The differences between the parties arise from plaintiff’s claim that on September 14, 1932, at about 2 o’clock in the afternoon and following a few minutes of general conversation with Mr. Zordel, the cashier, he talked with Mr. Brandon, the president of the Niles bank and discussed with him the deposit; that he told Brandon that he did not want to deposit the money; that he was afraid of banks; that he did not want any certificate of deposit or passbook; that he wanted to leave it in trust to purchase bonds immediately when they came down to par or thereabouts; that Brandon told him that the deposit would draw interest until the bonds were purchased, but that he refused interest, stating that he did not want it — that it was left in trust and would not draw interest; that Brandon then told him that the money would be set aside as a trust and called Mr. Zordel, the cashier, and instructed him to give plaintiff a receipt, telling him that the money was not to be mixed with the bank’s money, but was to be left in trust in the bank to buy 4% Liberty Loan bonds when they came down to par; and that Zordel later handed him the receipt dated September 14th. Plaintiff insists that he transacted ’no business on that day with Mr. Zordel excepting as above stated. He also says that he did not read the receipt when it was given to him and was not aware of its contents until after the bank closed in February, 1933, when his attorney pointed out to him that it was “not made out right.” Plaintiff also claims that the transactions of September 21st and September 24th were, so far as relates to the nature of the deposit and in all material respects, substantially the same as those of September 14th, and, of course, that the legal result is the same, and that the arrangement with Mr. Brandon was in substance that the money was to be handled exactly as it was in the first transaction.

■ EXCERPTED DATA:
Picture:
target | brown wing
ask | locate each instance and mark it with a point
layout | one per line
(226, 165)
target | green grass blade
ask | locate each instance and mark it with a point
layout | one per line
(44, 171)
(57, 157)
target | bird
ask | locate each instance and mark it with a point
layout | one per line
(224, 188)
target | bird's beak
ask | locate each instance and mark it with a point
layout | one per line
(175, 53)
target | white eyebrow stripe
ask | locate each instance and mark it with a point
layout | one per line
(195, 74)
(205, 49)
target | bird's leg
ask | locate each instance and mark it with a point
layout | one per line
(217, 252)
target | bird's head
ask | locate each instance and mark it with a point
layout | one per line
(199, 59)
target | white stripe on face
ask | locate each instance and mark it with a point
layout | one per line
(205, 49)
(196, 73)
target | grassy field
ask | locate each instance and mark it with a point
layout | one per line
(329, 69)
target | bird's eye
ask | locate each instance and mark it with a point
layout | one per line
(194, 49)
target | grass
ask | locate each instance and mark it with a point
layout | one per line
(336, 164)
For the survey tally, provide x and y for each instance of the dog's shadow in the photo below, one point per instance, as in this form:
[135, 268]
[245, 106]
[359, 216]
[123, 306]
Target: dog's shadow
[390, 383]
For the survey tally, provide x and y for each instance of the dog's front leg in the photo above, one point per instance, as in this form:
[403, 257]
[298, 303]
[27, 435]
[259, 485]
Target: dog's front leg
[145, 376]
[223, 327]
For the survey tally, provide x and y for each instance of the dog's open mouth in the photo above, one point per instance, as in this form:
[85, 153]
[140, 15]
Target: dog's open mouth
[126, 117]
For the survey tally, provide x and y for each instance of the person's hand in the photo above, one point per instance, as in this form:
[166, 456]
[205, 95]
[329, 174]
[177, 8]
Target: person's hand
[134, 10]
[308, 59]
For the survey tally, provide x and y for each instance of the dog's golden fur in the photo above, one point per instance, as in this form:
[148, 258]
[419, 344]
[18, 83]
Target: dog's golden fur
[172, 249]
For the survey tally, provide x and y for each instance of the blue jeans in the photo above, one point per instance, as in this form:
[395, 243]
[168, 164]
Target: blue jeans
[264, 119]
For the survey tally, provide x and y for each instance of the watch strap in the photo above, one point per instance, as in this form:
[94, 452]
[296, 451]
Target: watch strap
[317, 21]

---

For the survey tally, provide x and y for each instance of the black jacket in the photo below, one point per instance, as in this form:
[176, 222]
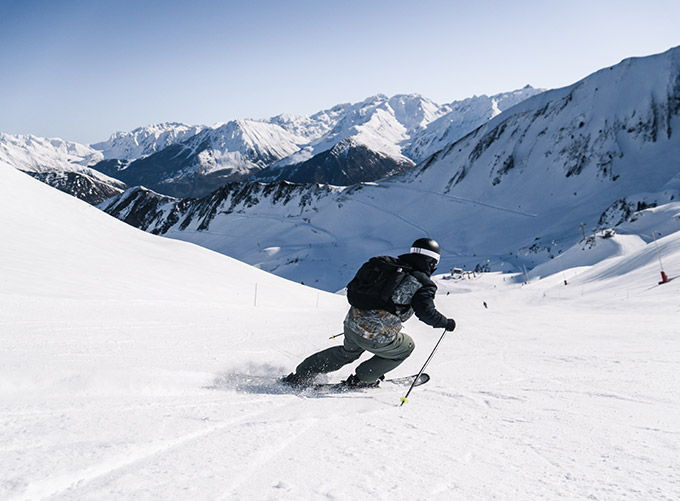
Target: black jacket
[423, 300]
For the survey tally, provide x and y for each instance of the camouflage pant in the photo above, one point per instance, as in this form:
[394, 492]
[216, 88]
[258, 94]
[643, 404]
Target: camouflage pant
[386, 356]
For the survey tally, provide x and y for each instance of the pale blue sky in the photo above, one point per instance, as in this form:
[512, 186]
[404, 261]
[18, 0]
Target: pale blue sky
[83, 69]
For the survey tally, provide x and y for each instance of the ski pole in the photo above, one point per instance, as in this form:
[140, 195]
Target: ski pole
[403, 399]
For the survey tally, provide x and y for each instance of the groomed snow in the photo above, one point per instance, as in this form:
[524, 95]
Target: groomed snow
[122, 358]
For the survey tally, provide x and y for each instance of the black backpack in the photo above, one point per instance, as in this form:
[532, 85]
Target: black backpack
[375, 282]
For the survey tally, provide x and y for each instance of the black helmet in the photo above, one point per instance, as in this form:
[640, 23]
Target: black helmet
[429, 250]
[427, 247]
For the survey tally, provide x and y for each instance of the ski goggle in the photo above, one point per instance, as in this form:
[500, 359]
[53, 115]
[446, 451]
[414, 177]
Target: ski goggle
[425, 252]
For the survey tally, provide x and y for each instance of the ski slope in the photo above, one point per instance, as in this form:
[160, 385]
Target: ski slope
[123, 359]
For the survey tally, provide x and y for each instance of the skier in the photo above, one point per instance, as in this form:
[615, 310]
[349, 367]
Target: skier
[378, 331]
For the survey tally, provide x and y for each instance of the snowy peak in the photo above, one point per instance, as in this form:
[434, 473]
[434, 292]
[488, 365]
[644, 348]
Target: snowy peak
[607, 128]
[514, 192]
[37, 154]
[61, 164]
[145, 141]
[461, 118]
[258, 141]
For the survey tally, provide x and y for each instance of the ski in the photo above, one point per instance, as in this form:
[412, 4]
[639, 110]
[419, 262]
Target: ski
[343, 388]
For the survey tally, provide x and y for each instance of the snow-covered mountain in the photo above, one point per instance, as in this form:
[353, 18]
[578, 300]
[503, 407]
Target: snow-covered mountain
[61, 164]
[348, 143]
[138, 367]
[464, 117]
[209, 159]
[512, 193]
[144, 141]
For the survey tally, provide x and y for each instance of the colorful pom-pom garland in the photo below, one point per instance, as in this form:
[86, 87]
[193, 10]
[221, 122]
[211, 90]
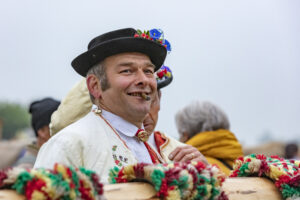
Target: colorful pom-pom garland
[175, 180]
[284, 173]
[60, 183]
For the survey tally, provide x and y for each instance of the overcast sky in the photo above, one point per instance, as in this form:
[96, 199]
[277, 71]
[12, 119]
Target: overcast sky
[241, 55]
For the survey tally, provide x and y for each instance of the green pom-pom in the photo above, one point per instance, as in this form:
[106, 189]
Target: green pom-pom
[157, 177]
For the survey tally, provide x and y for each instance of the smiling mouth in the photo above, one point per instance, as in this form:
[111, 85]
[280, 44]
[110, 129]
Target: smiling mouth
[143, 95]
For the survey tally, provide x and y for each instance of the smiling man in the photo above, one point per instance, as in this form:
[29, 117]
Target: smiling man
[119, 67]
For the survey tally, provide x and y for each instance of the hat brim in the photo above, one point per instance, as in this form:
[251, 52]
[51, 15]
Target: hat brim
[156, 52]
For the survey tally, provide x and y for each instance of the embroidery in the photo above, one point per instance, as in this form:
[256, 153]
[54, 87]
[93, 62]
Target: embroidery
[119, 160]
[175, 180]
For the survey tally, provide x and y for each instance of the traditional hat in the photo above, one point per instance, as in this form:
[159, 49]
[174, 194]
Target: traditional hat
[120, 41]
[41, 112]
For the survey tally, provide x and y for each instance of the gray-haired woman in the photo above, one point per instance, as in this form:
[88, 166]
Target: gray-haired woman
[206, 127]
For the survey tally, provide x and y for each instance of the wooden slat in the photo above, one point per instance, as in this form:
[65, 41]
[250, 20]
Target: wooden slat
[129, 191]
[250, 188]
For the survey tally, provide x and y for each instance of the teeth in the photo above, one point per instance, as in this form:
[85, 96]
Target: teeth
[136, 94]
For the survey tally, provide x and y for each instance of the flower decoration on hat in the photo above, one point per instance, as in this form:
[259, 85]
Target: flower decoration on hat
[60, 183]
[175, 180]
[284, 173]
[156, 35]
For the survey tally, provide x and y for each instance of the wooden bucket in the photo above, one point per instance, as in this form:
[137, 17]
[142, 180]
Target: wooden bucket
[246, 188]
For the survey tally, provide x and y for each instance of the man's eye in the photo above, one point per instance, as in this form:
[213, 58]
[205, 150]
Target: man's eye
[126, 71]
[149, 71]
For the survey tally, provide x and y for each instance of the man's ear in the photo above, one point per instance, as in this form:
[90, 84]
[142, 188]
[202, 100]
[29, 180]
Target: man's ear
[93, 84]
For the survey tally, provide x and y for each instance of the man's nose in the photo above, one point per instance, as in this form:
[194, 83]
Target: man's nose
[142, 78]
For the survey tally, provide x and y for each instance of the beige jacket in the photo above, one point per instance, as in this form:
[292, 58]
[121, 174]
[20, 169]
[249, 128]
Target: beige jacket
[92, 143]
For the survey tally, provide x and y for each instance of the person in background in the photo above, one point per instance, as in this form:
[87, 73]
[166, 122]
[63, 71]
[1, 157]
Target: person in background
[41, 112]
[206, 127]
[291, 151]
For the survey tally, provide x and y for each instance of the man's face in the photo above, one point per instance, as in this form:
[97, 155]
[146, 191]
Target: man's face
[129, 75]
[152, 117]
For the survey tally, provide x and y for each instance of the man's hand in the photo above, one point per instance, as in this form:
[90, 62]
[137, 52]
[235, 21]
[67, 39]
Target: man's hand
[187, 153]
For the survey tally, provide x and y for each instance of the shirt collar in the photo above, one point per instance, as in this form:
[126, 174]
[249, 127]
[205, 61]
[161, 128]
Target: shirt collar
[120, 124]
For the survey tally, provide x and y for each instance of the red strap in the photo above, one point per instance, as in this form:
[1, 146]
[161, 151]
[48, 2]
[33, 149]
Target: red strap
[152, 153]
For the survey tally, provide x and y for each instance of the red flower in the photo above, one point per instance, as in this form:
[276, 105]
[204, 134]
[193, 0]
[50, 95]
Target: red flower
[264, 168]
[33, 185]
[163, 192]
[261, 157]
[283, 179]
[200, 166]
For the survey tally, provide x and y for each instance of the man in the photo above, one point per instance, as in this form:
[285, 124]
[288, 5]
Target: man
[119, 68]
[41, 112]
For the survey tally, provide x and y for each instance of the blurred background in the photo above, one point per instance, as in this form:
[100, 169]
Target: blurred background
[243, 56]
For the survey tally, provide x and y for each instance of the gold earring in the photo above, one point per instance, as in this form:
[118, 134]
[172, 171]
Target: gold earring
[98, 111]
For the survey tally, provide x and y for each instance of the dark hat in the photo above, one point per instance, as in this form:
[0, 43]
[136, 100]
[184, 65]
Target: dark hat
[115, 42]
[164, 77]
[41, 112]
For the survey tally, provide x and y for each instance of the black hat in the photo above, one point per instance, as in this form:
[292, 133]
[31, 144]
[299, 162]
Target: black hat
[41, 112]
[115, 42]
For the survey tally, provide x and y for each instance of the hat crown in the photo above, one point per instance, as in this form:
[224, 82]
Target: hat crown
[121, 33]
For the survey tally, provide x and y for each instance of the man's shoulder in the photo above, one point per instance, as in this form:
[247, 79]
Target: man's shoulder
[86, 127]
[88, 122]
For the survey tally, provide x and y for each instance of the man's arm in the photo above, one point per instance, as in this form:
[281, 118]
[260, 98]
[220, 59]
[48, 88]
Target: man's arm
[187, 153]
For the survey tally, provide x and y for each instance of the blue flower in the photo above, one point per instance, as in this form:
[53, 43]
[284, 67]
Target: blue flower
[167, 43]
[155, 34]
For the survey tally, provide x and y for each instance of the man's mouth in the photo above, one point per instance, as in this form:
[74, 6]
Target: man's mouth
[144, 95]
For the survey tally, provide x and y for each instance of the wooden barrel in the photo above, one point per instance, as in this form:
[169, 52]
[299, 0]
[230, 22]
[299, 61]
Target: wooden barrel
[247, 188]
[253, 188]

---

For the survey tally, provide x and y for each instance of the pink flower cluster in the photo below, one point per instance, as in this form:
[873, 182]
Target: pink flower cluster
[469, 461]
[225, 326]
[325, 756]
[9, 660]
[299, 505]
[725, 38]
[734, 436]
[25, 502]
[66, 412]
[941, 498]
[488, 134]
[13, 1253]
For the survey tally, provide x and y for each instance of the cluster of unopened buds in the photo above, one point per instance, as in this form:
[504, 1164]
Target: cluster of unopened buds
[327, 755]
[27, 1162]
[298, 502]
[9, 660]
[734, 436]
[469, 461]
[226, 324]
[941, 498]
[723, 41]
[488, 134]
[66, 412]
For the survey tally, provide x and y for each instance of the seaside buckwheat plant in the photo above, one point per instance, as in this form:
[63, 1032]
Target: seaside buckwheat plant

■ WRITTEN TASK A:
Pick out each line of the entries that contains the string "snowy", treating uppercase and lowercase letters as distinct.
■ WRITTEN TASK B:
Extend the passage on the disputed bank deposit, beginning after its final sentence.
The passage on the disputed bank deposit and the entries are independent materials and should be treated separately.

■ EXPECTED ANSWER A:
For the survey tally, provide x and y for each instance of the snowy peak in the photo above, one point per instance, as in this form:
Target: snowy peak

■ EXPECTED ANSWER B:
The two South Bend certificates of deposit were collected in regular course through the Federal Reserve Bank in Chicago and the proceeds when collected were, in fact, commingled with the general funds of the Niles bank.
On the other hand, defendant claims that the first transaction was fully completed between plaintiff and Mr. Zordel, the cashier of the Niles bank; that plaintiff arrived at the bank shortly after 12 .o’clock, at a time when Mr. Brandon was out for lunch; that plaintiff stated that he wanted the certificate of deposit of the South Bend bank collected and the money deposited in a certificate with the Niles *1003bank until Liberty Loan bonds could be purchased at par when he wanted to obtain $7,000 worth of Fourth Liberty Loan bonds at par; that a question arose as to when the bonds would go down to par and that plaintiff asked if he would get interest on the deposit in case the bonds were not purchased for some time; that the cashier informed plaintiff that interest would be paid if the deposit was left for four months and that if the bonds were purchased prior to that time he would receive no interest, but if held for a longer period he would receive interest; that plaintiff said that was all right; that an order blank -was made out for the bonds; that Zordel made out a receipt to Mr. Brown for the certificate of deposit and gave it to him; that he then asked plaintiff if he would like to meet Mr. Brandon, the president, and that plaintiff returned to the bank later in the afternoon when he was introduced to Brandon. Zordel denies that either plaintiff or Brandon told him that the $7,000 was to be held as a separate trust fund and was not to be deposited with the other funds of the bank.
If the testimony of plaintiff and his corroborating witnesses is accepted as true, he is entitled to recover. Recovery, however, must be denied if the testimony of the cashier of the bank prevails.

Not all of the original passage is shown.